INSTRUCTIONS TO FOLLOW:
Return the full Nokia Lumia 810 text word for word, with nothing changed.

== SOURCE TEXT

The Nokia Lumia 810 is a Windows Phone smartphone made by Nokia exclusively for wireless carrier T-Mobile US. It was announced on October 8, 2012. The device runs the then-new Windows Phone 8 operating system (despite being numbered in the x10 series which is used for Windows Phone 7) and features a 4.3-inch AMOLED WVGA ClearBlack display, an 8-megapixel rear-facing camera, a 1.5 GHz Snapdragon processor, exchangeable shells (cyan and black) and supports Qi inductive charging when equipped with a specific shell. It supports T-Mobile's 4G network.

The phone includes an enhanced Nokia Drive package with voice-guided turn-by-turn navigation, and Nokia Transit, which allows navigation through local public transportation. Nokia City Lens offers a hybrid mapping/photography feature that overlays various points of interest in an image, such as businesses. Additional photography-related features are Nokia Cinemagraph, which is "a lens that creates animated GIFs"; panorama settings, and Group Shot. The phone includes a dedicated camera button that allows activating the camera from a sleeping or even locked device. The October 8 announcement included Nokia Music, which can also be used offline.

====
== DATA EXTRACT

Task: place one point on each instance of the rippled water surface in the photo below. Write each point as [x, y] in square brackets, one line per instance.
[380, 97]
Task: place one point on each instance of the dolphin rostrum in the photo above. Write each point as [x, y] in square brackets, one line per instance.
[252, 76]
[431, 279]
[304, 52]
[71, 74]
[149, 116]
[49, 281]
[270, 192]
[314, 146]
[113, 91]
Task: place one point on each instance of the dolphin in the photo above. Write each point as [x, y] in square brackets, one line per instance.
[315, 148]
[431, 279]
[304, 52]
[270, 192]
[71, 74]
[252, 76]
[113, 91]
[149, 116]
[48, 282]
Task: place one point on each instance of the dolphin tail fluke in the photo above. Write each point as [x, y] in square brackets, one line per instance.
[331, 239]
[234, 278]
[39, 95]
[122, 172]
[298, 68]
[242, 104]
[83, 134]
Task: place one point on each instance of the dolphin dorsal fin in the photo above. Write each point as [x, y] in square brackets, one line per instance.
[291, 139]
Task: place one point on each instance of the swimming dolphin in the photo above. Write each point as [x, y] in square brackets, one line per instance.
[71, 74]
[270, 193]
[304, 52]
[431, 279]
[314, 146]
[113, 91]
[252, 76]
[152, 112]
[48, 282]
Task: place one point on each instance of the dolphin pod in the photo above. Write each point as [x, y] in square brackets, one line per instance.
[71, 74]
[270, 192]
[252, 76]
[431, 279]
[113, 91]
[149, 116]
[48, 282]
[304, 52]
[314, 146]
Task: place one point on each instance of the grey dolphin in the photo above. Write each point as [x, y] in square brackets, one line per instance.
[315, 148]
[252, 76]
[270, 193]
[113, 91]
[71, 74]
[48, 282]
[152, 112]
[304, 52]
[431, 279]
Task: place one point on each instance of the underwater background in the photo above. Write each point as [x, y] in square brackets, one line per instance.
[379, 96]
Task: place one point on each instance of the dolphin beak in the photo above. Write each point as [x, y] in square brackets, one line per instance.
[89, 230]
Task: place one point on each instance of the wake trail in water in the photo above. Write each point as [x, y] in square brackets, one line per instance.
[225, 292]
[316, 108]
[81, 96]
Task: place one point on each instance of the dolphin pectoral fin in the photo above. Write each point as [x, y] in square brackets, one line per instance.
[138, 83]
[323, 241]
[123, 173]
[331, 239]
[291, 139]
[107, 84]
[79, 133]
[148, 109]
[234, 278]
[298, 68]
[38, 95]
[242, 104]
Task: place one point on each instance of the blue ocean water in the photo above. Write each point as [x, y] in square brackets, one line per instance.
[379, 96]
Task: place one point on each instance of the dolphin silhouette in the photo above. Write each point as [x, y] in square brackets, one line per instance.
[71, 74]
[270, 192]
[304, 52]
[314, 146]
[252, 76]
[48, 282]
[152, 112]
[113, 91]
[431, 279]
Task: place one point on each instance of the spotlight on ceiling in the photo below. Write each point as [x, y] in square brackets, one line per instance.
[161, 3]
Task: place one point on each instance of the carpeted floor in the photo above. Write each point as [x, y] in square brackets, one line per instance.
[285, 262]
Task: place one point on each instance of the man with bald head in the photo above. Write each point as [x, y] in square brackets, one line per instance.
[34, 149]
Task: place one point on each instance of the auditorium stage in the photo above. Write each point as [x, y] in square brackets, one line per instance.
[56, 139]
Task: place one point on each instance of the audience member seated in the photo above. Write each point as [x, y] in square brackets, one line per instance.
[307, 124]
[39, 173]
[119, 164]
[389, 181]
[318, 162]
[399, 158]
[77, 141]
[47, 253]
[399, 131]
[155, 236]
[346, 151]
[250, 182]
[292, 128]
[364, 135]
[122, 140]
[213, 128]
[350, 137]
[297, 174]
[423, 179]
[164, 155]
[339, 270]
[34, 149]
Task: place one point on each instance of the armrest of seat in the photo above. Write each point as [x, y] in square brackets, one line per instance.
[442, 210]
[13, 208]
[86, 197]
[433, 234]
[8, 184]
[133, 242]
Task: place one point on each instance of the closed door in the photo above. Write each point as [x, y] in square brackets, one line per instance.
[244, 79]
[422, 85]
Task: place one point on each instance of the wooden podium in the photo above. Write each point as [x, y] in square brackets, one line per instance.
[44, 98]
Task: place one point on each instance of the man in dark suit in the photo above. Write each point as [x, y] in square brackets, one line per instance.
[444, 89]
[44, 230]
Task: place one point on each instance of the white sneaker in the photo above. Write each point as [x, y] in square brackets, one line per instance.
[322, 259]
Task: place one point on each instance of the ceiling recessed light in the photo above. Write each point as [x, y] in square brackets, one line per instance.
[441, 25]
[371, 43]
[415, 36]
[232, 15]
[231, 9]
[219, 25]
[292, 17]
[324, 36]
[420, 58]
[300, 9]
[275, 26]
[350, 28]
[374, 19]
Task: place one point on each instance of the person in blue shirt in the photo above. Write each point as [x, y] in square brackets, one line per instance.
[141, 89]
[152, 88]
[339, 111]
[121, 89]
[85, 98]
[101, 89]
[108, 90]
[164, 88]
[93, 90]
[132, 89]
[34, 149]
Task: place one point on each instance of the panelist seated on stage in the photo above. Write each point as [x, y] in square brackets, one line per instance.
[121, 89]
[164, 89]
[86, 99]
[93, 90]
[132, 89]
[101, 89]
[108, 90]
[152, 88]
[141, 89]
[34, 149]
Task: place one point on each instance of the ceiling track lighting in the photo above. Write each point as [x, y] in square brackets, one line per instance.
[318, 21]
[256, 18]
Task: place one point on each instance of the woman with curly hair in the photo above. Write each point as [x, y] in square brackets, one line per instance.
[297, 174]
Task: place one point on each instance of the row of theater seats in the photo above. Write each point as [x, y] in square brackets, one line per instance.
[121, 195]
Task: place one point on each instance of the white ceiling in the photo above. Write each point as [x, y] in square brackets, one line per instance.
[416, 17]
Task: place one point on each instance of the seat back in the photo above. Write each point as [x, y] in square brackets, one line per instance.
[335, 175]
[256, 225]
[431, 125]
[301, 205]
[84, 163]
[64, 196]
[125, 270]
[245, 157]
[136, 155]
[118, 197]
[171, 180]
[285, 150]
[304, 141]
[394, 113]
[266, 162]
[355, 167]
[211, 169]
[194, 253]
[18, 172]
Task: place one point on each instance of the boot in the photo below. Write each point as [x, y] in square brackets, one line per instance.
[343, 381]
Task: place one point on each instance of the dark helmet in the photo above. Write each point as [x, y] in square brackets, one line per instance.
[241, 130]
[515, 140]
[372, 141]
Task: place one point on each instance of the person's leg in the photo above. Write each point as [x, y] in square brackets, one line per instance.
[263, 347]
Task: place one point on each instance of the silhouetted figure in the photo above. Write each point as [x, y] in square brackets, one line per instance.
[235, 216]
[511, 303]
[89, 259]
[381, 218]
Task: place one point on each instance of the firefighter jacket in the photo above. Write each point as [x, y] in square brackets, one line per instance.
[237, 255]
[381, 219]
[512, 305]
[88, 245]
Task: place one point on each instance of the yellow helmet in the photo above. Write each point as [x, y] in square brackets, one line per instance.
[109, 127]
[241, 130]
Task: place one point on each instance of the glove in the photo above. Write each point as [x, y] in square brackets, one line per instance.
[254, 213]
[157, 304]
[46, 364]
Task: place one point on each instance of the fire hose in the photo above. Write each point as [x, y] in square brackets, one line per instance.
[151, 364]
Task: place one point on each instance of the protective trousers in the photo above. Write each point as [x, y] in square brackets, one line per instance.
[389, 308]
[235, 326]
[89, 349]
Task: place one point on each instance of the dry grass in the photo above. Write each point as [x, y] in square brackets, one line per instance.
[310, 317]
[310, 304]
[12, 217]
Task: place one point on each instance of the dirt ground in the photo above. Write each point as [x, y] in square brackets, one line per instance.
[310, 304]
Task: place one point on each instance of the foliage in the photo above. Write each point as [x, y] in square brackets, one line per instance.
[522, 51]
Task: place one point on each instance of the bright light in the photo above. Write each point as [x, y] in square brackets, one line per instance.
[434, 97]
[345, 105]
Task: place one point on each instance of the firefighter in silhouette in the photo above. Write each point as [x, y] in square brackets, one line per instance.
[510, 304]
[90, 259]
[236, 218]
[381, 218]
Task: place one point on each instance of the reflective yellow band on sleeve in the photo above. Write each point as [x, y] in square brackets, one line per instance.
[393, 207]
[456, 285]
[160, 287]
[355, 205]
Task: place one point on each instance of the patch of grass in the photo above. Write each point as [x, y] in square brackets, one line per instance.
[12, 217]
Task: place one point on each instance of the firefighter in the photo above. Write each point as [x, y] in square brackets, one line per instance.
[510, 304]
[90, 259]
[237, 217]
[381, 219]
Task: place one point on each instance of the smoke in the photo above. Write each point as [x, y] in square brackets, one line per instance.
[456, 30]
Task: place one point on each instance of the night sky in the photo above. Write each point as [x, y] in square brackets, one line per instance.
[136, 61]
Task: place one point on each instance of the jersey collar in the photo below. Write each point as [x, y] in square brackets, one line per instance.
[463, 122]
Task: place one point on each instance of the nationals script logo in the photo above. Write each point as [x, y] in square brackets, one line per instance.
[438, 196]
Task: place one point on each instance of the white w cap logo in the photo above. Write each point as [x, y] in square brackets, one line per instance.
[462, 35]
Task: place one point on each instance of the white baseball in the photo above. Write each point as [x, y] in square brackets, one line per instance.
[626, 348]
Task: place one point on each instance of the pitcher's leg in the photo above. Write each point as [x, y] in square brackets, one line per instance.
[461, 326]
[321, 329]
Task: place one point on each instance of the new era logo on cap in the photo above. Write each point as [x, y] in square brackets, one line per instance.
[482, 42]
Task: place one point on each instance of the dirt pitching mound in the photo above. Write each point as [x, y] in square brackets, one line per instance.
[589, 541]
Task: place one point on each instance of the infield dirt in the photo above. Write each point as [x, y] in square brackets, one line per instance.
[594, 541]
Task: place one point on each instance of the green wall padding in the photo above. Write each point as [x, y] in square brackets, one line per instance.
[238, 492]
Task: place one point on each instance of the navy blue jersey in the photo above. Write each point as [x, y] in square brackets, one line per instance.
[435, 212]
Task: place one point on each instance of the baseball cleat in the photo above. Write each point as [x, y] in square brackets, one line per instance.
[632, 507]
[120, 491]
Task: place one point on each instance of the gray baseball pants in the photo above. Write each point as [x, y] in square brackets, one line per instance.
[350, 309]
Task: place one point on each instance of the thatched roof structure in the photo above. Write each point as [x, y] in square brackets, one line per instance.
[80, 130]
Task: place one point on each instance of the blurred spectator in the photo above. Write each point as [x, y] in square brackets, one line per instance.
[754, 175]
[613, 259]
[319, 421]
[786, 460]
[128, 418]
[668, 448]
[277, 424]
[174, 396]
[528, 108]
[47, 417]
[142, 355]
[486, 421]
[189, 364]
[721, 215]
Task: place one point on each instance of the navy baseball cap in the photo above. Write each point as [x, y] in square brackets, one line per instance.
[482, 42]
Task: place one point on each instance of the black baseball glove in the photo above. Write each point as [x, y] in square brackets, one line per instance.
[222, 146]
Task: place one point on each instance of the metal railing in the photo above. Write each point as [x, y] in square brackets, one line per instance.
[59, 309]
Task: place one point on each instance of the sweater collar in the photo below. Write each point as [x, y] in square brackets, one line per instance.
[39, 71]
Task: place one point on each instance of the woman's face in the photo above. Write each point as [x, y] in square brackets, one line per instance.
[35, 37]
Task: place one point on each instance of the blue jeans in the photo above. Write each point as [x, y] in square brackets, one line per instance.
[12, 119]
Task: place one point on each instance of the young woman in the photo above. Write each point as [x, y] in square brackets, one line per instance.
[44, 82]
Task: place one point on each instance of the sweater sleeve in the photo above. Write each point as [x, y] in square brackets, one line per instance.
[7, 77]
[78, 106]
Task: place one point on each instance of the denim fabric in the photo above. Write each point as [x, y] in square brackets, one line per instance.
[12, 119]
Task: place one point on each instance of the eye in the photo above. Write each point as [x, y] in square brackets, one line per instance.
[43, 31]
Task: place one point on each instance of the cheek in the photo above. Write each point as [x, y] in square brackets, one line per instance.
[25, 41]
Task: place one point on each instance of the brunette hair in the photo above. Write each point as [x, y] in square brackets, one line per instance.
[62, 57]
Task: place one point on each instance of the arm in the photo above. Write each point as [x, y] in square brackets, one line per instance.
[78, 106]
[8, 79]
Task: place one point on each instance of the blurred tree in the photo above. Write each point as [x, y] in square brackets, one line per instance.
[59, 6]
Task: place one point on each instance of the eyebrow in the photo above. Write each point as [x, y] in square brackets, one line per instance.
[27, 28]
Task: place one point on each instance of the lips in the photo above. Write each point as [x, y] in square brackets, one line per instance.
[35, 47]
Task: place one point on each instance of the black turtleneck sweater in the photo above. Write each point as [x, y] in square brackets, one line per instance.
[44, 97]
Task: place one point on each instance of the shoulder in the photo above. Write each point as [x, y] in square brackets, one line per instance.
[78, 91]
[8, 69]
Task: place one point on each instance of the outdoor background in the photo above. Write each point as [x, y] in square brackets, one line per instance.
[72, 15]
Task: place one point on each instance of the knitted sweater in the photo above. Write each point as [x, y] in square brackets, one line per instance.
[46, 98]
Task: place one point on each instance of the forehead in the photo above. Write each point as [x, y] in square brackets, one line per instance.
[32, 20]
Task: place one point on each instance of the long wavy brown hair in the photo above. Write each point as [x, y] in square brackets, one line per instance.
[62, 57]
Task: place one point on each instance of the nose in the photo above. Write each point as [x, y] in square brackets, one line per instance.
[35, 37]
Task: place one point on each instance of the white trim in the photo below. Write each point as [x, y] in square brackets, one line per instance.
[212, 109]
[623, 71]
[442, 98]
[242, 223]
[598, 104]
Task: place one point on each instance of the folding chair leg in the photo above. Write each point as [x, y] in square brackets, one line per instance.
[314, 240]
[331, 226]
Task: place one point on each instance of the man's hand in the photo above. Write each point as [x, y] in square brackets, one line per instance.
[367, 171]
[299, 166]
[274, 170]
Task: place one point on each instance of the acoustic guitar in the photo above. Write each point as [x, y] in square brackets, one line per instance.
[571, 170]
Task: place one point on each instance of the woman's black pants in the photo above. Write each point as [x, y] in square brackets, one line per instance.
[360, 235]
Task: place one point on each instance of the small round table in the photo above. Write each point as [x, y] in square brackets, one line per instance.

====

TASK OUTPUT:
The Nokia Lumia 810 is a Windows Phone smartphone made by Nokia exclusively for wireless carrier T-Mobile US. It was announced on October 8, 2012. The device runs the then-new Windows Phone 8 operating system (despite being numbered in the x10 series which is used for Windows Phone 7) and features a 4.3-inch AMOLED WVGA ClearBlack display, an 8-megapixel rear-facing camera, a 1.5 GHz Snapdragon processor, exchangeable shells (cyan and black) and supports Qi inductive charging when equipped with a specific shell. It supports T-Mobile's 4G network.

The phone includes an enhanced Nokia Drive package with voice-guided turn-by-turn navigation, and Nokia Transit, which allows navigation through local public transportation. Nokia City Lens offers a hybrid mapping/photography feature that overlays various points of interest in an image, such as businesses. Additional photography-related features are Nokia Cinemagraph, which is "a lens that creates animated GIFs"; panorama settings, and Group Shot. The phone includes a dedicated camera button that allows activating the camera from a sleeping or even locked device. The October 8 announcement included Nokia Music, which can also be used offline.